Le Grand Café de Saint-Nazaire accueille, jusqu’au 2 janvier 2022, Post Atlantica, une collection d’œuvres de Noémie Goudal encore jamais montrée au public. Un ensemble croisant la passion de l’artiste visuelle pour la science, et son amour de l’illusion.
« Mes réalisations sont un moyen de parler du temps long, en opposition au “temps de l’Homme”. Je souhaite faire le lien entre la Terre dans son entièreté et ce que les non-scientifiques perçoivent de cette planète. Car l’être humain ne voit pas le mouvement des choses, et croit donc être une entité fixe »,
déclare Noémie Goudal. Photographe et plasticienne, l’artiste née en 1984 présente, au Grand Café un nouveau corpus d’œuvres intitulé Post Atlantica. Entre images, vidéos et installations, nature majestueuse et trompe-l’œil surréalistes, elle part à l’exploration de notre planète, et tente d’illustrer, avec une curiosité à toute épreuve, diverses théories scientifiques et leurs répercussions sur notre environnement. Ainsi, Post Atlantica renvoie à notre époque, mais aussi au passé, et à ses conséquences sur le futur. « Il s’agit d’une manière de planter le décor, et d’évoquer un sujet qui me parle particulièrement : le temps. Ici, je me suis appuyée sur des recherches qui se penchent sur des traces infimes, et tentent de comprendre à quoi ressemblait une période extrêmement ancienne pour mieux interroger notre avenir », ajoute-t-elle.

*Données extraites*.
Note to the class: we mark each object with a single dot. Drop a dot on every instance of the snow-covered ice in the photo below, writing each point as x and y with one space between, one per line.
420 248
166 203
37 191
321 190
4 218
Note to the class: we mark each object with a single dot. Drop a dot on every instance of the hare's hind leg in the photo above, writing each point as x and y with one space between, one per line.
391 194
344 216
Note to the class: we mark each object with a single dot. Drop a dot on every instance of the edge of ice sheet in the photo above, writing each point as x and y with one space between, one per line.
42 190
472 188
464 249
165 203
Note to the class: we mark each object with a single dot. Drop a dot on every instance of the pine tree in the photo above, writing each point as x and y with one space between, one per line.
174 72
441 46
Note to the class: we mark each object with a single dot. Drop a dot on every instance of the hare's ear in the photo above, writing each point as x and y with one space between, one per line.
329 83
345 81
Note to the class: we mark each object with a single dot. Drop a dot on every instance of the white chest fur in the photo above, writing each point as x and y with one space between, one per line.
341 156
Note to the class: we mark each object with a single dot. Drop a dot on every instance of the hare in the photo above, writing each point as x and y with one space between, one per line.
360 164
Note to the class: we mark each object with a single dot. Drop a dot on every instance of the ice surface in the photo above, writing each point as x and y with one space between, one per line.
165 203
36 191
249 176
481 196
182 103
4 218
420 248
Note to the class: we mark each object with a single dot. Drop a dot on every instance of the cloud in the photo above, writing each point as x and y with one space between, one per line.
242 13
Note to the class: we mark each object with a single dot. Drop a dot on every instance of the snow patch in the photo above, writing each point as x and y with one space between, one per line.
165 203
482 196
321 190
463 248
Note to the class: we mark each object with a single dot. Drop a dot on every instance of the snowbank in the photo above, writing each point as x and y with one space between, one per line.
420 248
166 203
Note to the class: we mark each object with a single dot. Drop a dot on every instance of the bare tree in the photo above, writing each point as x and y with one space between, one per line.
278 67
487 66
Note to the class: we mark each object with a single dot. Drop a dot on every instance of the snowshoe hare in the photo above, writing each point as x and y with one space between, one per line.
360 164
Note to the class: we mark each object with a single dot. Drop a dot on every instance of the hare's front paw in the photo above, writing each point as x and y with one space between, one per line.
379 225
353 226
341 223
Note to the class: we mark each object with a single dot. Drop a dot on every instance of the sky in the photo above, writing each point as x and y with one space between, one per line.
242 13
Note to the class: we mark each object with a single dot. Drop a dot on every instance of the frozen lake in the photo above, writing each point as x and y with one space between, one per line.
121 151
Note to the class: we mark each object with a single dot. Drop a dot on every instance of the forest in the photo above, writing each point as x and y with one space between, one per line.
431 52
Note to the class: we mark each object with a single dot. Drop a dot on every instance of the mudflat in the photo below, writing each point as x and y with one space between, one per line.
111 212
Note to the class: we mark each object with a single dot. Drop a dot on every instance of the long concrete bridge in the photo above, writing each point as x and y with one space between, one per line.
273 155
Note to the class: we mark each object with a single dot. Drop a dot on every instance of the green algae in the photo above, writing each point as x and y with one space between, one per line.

*Exercices proposés*.
1 > Selon le texte sur l'exposition Post Atlantica, jusqu'à quelle date le Grand Café de Saint-Nazaire accueille-t-il cette collection ?
2 > Prolongez le texte sur l'exposition Post Atlantica à partir de sa dernière phrase.
Les données ne sont d'aucune utilité pour ce travail.

*Réponses rédigées*.
1 > Jusqu'au 2 janvier 2022.

2 >
La déconstruction du paysage naturel
Débute ainsi une immersion dans un parcours jonché d’illusions. Car Noémie Goudal se démarque à travers sa pratique singulière du 8e art, notamment présentée dans le cadre du parcours numérique Elles X Paris Photo. Dans ses œuvres, pas de retouches numériques, mais plutôt un remodelage du territoire, à l’aide de feuilles de papier, de pinces et autres accessoires rudimentaires. Comme une manière d’interroger notre perception de l’environnement, tout en s’abandonnant à la magie du mirage. Dans la « salle des décantations », première étape du voyage, l’autrice affiche une série de photographies prises en pleine nature. Sur les clichés pâles, paysages et images se mêlent, indiscernables l’un de l’autre. C’est en faisant fondre le papier à l’eau qu’apparait le trucage. Plus loin, un film, tourné en Poitou-Charentes dans une zone marécageuse apparaît en décalé sur deux écrans installés dos à dos. Un court métrage capturant le montage d’une de ses installations.
À l’étage du Grand Café, Phoenix, une série consacrée à des palmiers, exposée dans la pénombre présente des glitchs organiques captivants – un résultat obtenu en effectuant un tirage échelle 1 des arbres, puis en les découpant en bandes, pour ensuite les replacer devant la scène originale. « Il y donc une oscillation entre les images du cadre et le véritable paysage derrière », précise-t-elle. Dans la salle voisine, une vidéo happe les visiteurs, qui contemplent, abasourdis, un décor naturel s’enflammer… Jusqu’à révéler, dans le chaos qui suit l’incendie, un décor de bois. Le périple se termine au rez-de-chaussée, face à une grotte faite de papier, qu’on n’aperçoit dans sa globalité qu’en se plaçant précisément en face. « J’ai ici expérimenté avec une anamorphose, inspirée par les stéréoscopes, ces boîtiers à doubles objectifs, qui permettent de regarder deux images séparément et de voir une figure apparaître en 3D. Grâce à un stratagème de déconstruction du paysage naturel, j’en fais quelque chose d’artificiel », confie la photographe.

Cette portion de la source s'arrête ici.